* **Dataset content**
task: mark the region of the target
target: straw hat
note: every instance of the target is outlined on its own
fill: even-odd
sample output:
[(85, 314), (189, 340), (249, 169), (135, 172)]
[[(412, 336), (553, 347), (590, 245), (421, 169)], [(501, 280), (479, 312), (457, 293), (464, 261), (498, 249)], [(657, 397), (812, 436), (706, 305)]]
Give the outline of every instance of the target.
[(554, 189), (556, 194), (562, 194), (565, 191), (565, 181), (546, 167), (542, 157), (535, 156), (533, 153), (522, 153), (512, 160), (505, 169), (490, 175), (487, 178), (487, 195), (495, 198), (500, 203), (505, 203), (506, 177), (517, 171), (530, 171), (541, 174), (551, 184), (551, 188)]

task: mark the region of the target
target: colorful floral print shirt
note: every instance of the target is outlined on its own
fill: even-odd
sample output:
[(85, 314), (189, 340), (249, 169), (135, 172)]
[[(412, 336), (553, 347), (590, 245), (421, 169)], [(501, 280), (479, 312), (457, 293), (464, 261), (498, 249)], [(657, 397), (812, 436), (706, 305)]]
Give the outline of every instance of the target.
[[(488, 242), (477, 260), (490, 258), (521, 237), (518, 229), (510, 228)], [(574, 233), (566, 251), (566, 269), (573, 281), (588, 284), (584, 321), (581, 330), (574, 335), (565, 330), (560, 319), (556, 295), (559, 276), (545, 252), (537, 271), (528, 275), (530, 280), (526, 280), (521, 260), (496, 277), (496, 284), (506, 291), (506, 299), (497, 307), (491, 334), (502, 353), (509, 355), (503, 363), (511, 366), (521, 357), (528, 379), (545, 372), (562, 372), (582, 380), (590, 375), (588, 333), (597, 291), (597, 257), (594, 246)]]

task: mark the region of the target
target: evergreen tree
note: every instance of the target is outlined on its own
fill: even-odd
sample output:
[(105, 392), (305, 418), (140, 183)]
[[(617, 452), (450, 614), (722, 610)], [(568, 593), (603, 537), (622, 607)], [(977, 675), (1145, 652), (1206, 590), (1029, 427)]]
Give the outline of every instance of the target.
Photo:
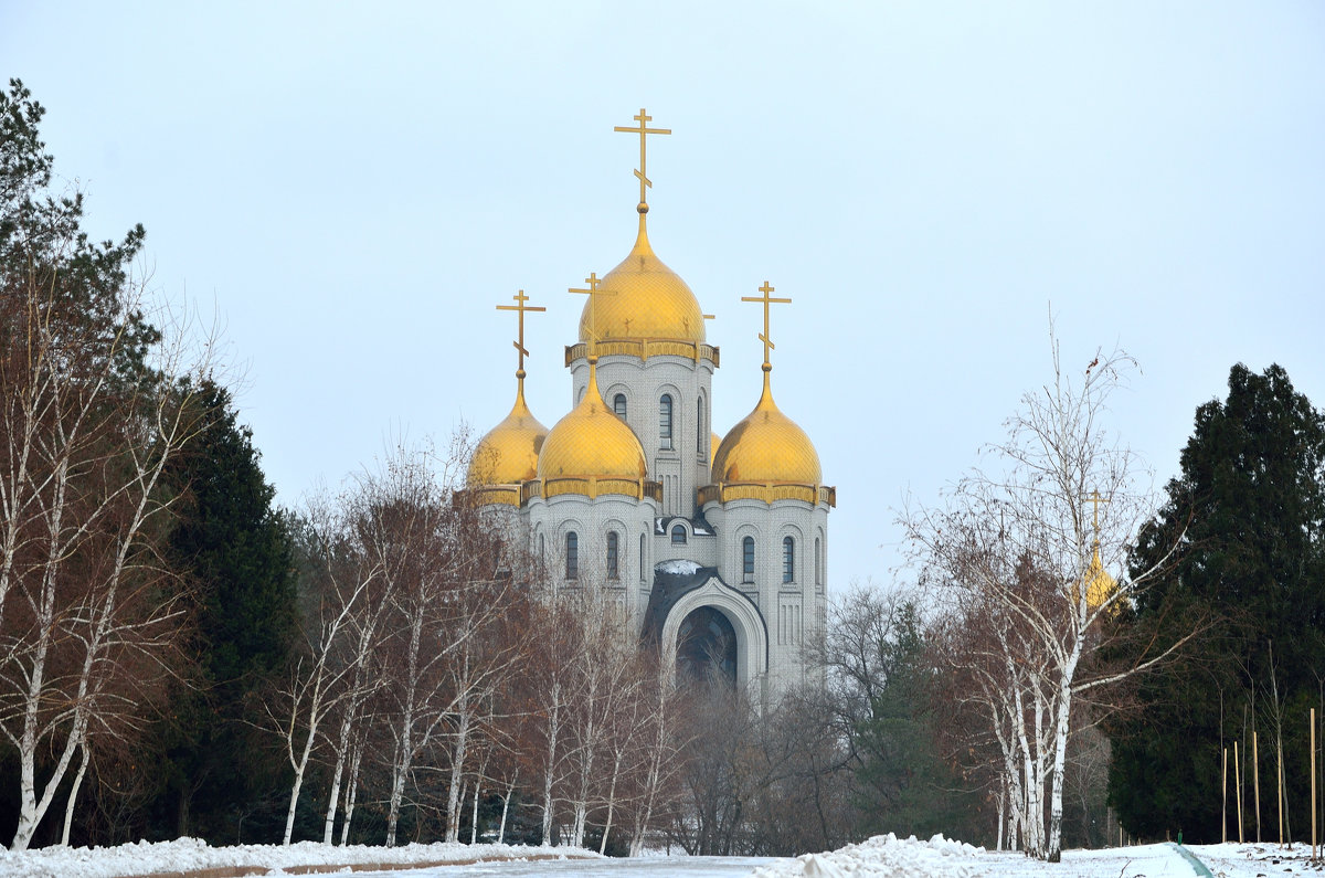
[(166, 789), (147, 829), (232, 844), (240, 821), (256, 817), (244, 838), (270, 841), (262, 838), (270, 834), (262, 804), (277, 801), (286, 781), (280, 755), (257, 732), (253, 692), (282, 667), (295, 631), (292, 528), (273, 507), (274, 489), (229, 393), (208, 381), (197, 403), (201, 430), (172, 472), (183, 504), (170, 540), (175, 565), (196, 586), (197, 676), (160, 723)]
[[(1261, 779), (1272, 779), (1276, 707), (1289, 801), (1306, 798), (1296, 768), (1308, 759), (1306, 707), (1325, 670), (1325, 416), (1280, 366), (1257, 375), (1239, 363), (1228, 399), (1196, 410), (1181, 467), (1138, 537), (1133, 570), (1161, 562), (1175, 540), (1178, 550), (1134, 623), (1159, 638), (1178, 618), (1214, 614), (1219, 625), (1191, 660), (1146, 683), (1143, 716), (1112, 729), (1110, 801), (1134, 834), (1219, 841), (1222, 751), (1231, 760), (1235, 740), (1248, 749), (1255, 728)], [(1261, 800), (1263, 837), (1277, 837), (1269, 786)]]

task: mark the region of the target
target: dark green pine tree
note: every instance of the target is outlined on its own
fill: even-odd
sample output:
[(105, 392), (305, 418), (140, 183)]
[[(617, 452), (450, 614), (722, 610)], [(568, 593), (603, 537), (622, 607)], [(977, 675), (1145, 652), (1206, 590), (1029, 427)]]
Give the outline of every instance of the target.
[[(1263, 837), (1277, 838), (1267, 780), (1275, 776), (1273, 688), (1284, 710), (1289, 801), (1301, 802), (1309, 794), (1308, 772), (1297, 771), (1308, 760), (1306, 708), (1325, 675), (1325, 416), (1280, 366), (1257, 375), (1236, 365), (1228, 399), (1196, 410), (1181, 466), (1138, 537), (1133, 572), (1177, 552), (1134, 623), (1161, 641), (1198, 619), (1214, 623), (1187, 660), (1145, 682), (1143, 715), (1110, 729), (1110, 801), (1138, 836), (1182, 830), (1187, 841), (1219, 841), (1222, 751), (1231, 760), (1235, 740), (1248, 748), (1255, 727)], [(1232, 806), (1230, 826), (1236, 833)]]
[(292, 527), (273, 507), (274, 489), (229, 393), (208, 381), (199, 403), (201, 428), (171, 473), (183, 496), (170, 542), (172, 562), (196, 588), (197, 678), (159, 729), (166, 788), (148, 832), (272, 841), (264, 818), (280, 810), (273, 802), (289, 784), (280, 755), (256, 729), (256, 694), (295, 635)]

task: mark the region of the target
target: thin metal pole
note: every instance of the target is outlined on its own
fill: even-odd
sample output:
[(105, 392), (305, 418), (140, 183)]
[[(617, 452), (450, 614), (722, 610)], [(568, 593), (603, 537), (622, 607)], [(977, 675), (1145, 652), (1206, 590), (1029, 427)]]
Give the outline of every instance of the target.
[(1260, 747), (1256, 731), (1251, 733), (1251, 772), (1252, 785), (1256, 788), (1256, 844), (1260, 844)]
[(1228, 842), (1228, 748), (1224, 748), (1224, 780), (1219, 784), (1224, 792), (1224, 806), (1219, 812), (1219, 841)]
[(1243, 844), (1242, 832), (1242, 760), (1238, 759), (1238, 741), (1234, 741), (1234, 789), (1238, 790), (1238, 844)]

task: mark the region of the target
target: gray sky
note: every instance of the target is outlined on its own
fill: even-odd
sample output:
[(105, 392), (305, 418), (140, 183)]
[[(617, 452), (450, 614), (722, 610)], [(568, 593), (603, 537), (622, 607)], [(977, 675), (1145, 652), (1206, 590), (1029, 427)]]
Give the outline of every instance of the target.
[[(555, 7), (567, 8), (555, 8)], [(126, 8), (127, 7), (127, 8)], [(1325, 4), (15, 3), (87, 228), (147, 227), (213, 306), (285, 504), (394, 438), (570, 408), (582, 297), (649, 236), (717, 314), (721, 434), (774, 391), (837, 485), (831, 576), (890, 578), (905, 493), (1003, 435), (1064, 361), (1141, 363), (1114, 427), (1162, 484), (1228, 367), (1325, 405)]]

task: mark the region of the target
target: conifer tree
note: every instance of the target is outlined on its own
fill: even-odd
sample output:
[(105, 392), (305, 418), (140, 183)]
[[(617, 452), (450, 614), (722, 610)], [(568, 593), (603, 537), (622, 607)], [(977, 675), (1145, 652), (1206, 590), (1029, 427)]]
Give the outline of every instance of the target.
[[(1181, 467), (1140, 534), (1133, 569), (1150, 566), (1174, 540), (1179, 549), (1138, 602), (1136, 623), (1159, 638), (1194, 614), (1214, 611), (1223, 623), (1192, 660), (1146, 684), (1143, 715), (1114, 727), (1110, 798), (1134, 834), (1219, 841), (1222, 749), (1231, 752), (1234, 740), (1249, 748), (1257, 729), (1261, 777), (1273, 777), (1276, 702), (1292, 714), (1285, 759), (1306, 760), (1296, 737), (1305, 739), (1306, 702), (1325, 668), (1325, 415), (1283, 367), (1257, 375), (1239, 363), (1227, 401), (1196, 410)], [(1305, 772), (1288, 775), (1293, 784)], [(1273, 796), (1263, 788), (1264, 802)], [(1291, 800), (1305, 792), (1291, 785)], [(1263, 806), (1267, 840), (1272, 813)]]

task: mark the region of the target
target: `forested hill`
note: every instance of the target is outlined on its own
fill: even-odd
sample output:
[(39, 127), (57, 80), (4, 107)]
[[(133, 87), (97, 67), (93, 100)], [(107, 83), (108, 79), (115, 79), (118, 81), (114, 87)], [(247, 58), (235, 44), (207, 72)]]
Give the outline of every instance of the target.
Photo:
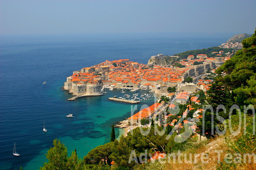
[(250, 37), (252, 35), (247, 33), (240, 33), (235, 35), (232, 38), (228, 40), (227, 42), (235, 43), (237, 42), (241, 42), (244, 39)]
[(187, 51), (183, 53), (176, 54), (173, 55), (175, 56), (178, 56), (181, 59), (187, 58), (189, 55), (193, 55), (195, 57), (198, 54), (206, 54), (208, 57), (214, 57), (216, 56), (216, 54), (212, 54), (212, 52), (218, 52), (219, 53), (220, 51), (224, 51), (224, 53), (228, 52), (232, 53), (233, 49), (230, 48), (223, 48), (218, 47), (213, 47), (208, 48), (203, 48), (202, 49), (196, 49), (195, 50), (190, 50)]

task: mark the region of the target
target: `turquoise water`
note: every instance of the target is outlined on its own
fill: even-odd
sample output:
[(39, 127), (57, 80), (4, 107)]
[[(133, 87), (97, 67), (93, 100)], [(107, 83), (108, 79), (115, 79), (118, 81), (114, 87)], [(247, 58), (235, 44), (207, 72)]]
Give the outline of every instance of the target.
[[(217, 46), (232, 35), (0, 37), (0, 169), (21, 166), (25, 170), (38, 169), (47, 161), (44, 154), (56, 138), (65, 144), (69, 154), (76, 148), (83, 158), (109, 141), (112, 124), (131, 116), (130, 104), (108, 99), (122, 96), (120, 91), (68, 101), (70, 96), (61, 87), (73, 71), (107, 60), (146, 63), (151, 55)], [(138, 111), (143, 104), (153, 103), (142, 102)], [(70, 113), (75, 117), (66, 117)], [(46, 132), (43, 131), (44, 120)], [(116, 137), (119, 131), (116, 129)], [(19, 157), (12, 154), (14, 142)]]

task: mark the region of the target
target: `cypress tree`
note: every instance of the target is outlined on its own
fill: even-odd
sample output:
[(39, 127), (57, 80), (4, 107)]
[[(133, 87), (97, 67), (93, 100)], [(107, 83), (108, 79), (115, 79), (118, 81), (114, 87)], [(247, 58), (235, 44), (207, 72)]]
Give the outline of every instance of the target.
[(154, 127), (154, 121), (153, 120), (153, 119), (151, 119), (151, 126), (152, 127)]
[(111, 137), (110, 138), (110, 141), (114, 142), (116, 139), (116, 135), (115, 134), (115, 129), (114, 125), (112, 124), (112, 130), (111, 131)]

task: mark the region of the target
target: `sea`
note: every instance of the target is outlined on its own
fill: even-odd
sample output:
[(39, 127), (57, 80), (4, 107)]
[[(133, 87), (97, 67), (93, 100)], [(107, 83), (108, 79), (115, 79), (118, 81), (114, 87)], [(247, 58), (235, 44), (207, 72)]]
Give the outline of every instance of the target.
[[(232, 34), (129, 33), (0, 36), (0, 169), (39, 169), (57, 138), (79, 158), (109, 142), (111, 126), (131, 116), (135, 105), (103, 96), (68, 101), (62, 87), (73, 71), (120, 59), (147, 64), (152, 55), (172, 55), (218, 46)], [(45, 84), (43, 83), (47, 82)], [(138, 92), (144, 92), (139, 91)], [(126, 90), (125, 94), (132, 94)], [(150, 106), (154, 100), (137, 106)], [(73, 114), (75, 116), (67, 118)], [(47, 132), (43, 130), (44, 121)], [(116, 137), (123, 131), (115, 128)], [(19, 157), (12, 155), (14, 142)]]

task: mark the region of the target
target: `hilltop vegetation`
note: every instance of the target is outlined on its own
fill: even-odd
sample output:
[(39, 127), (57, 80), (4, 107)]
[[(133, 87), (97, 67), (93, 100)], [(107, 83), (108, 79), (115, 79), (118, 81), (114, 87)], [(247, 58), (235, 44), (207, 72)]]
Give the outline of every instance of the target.
[(248, 34), (247, 33), (241, 33), (235, 35), (229, 40), (228, 40), (227, 42), (233, 42), (234, 43), (238, 42), (242, 42), (242, 41), (244, 39), (250, 37), (252, 35), (251, 34)]
[(195, 57), (196, 57), (196, 55), (198, 54), (205, 54), (207, 55), (208, 57), (215, 57), (216, 54), (212, 54), (212, 52), (219, 52), (220, 51), (224, 51), (224, 53), (229, 52), (232, 53), (233, 49), (230, 48), (223, 48), (218, 47), (213, 47), (208, 48), (203, 48), (202, 49), (196, 49), (195, 50), (190, 50), (187, 51), (183, 53), (176, 54), (174, 55), (175, 56), (178, 56), (180, 58), (183, 59), (187, 58), (189, 55), (193, 55), (195, 56)]
[[(242, 43), (244, 48), (218, 69), (219, 76), (207, 94), (202, 91), (195, 94), (199, 95), (198, 99), (203, 102), (201, 105), (194, 104), (195, 110), (202, 108), (207, 102), (213, 111), (212, 114), (207, 110), (203, 117), (204, 122), (201, 118), (197, 124), (197, 133), (206, 137), (206, 140), (197, 142), (197, 137), (190, 136), (191, 129), (185, 125), (181, 134), (174, 133), (168, 136), (168, 132), (172, 130), (170, 126), (166, 128), (150, 122), (152, 125), (150, 129), (143, 129), (144, 131), (148, 130), (147, 135), (143, 135), (142, 133), (146, 132), (137, 128), (133, 129), (132, 135), (129, 132), (127, 137), (122, 136), (119, 141), (114, 140), (93, 149), (83, 160), (77, 158), (76, 150), (68, 157), (64, 144), (55, 140), (54, 147), (46, 154), (48, 161), (40, 169), (167, 170), (185, 167), (187, 169), (256, 169), (256, 164), (253, 163), (256, 163), (254, 162), (253, 155), (256, 152), (256, 137), (253, 110), (256, 108), (256, 30), (252, 37), (244, 40)], [(210, 52), (217, 49), (214, 47), (212, 49), (198, 50), (207, 50)], [(201, 52), (203, 51), (206, 51)], [(201, 52), (199, 54), (207, 54)], [(242, 113), (244, 109), (249, 108), (245, 112), (247, 115), (239, 114), (238, 109), (232, 109), (234, 104), (238, 105)], [(217, 115), (216, 111), (220, 105), (223, 105), (225, 108), (220, 109)], [(178, 114), (168, 117), (167, 122), (175, 119), (178, 122), (178, 116), (182, 115), (187, 106), (180, 105), (174, 109), (178, 110)], [(192, 117), (192, 113), (190, 112), (188, 117)], [(217, 128), (220, 132), (217, 133)], [(235, 130), (237, 133), (234, 133)], [(188, 138), (188, 136), (189, 136)], [(216, 150), (222, 153), (220, 157)], [(159, 161), (148, 162), (150, 158), (148, 154), (154, 154), (157, 151), (167, 155), (173, 154), (177, 162), (172, 161), (173, 157), (170, 160), (167, 157)], [(146, 153), (148, 156), (145, 156), (147, 154), (141, 156), (141, 154)], [(180, 156), (176, 157), (179, 154)], [(197, 159), (194, 157), (196, 154), (201, 157)], [(206, 156), (202, 159), (202, 155), (208, 155), (208, 159)], [(131, 156), (133, 160), (129, 161)], [(256, 159), (256, 155), (254, 158)], [(115, 163), (111, 167), (112, 161)]]

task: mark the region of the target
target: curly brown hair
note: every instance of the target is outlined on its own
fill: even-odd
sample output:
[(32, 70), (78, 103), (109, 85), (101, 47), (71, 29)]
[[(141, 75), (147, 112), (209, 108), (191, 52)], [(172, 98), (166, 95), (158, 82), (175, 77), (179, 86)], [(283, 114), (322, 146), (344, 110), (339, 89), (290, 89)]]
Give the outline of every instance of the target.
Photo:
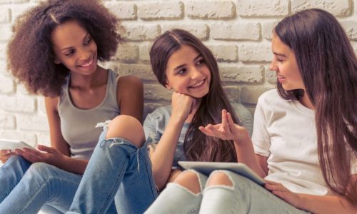
[(76, 20), (91, 34), (98, 59), (109, 61), (122, 38), (118, 19), (97, 0), (49, 0), (20, 16), (7, 47), (7, 66), (31, 93), (61, 94), (69, 70), (54, 63), (51, 34), (58, 26)]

* **Task description**
Return every line of the items above that contains the string "tree".

* **Answer to this exercise**
target: evergreen tree
target: dark green pine tree
target: conifer tree
target: `cypress tree`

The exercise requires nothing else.